◆ TEXT ◆
Ooh, I Like That. What's That Called? A primer on home styles

When home buyers are just getting their footing, and learning about homes and real estate, it can be difficult for them to articulate just exactly what kind of home and what kinds of features they are looking for. Perhaps a few illustrations here will help out. These simple Google searches turned up variations of each style. The first example:

COLONIAL STYLE

Colonial

Above: Colonial. when we speak of the Colonial style, we often are referring to a rectangular, symmetrical home with bedrooms on the second floor. The double-hung windows usually have many small, equally sized square panes. Think Valencia Bridgeport.

CONTEMPORARY STYLE

Contemporary

Above: Architects designed Contemporary-style homes between 1950 and 1970, and created two versions: the flat-roof and gabled types. The latter is often characterized by exposed beams. Think west Chatsworth.

CRAFTSMAN STYLE

Craftsman - The style, which was also widely billed as the "California bungalow" featured overhanging eaves, a low-slung gabled roof, and wide front porches framed by pedestal-like tapered columns. Think Pasadena.

◆ GOAL ◆
Repeat the passage of the home styles primer that begins at the words "Above: Architects designed" and stops after "columns. Think Pasadena.", substituting "pitched" for "gabled" throughout.

◆ MATERIAL ◆
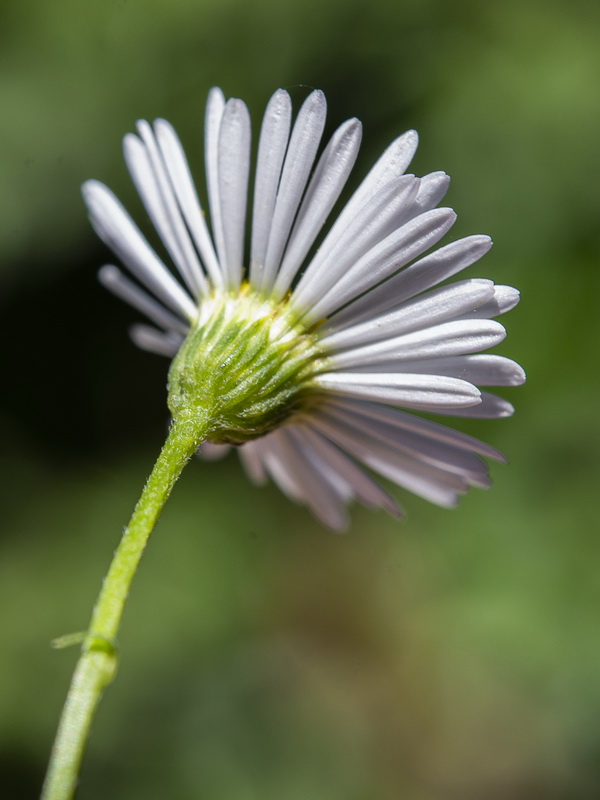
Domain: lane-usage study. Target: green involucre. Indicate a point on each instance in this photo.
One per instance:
(246, 364)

◆ SOLUTION ◆
Above: Architects designed Contemporary-style homes between 1950 and 1970, and created two versions: the flat-roof and pitched types. The latter is often characterized by exposed beams. Think west Chatsworth.

CRAFTSMAN STYLE

Craftsman - The style, which was also widely billed as the "California bungalow" featured overhanging eaves, a low-slung pitched roof, and wide front porches framed by pedestal-like tapered columns. Think Pasadena.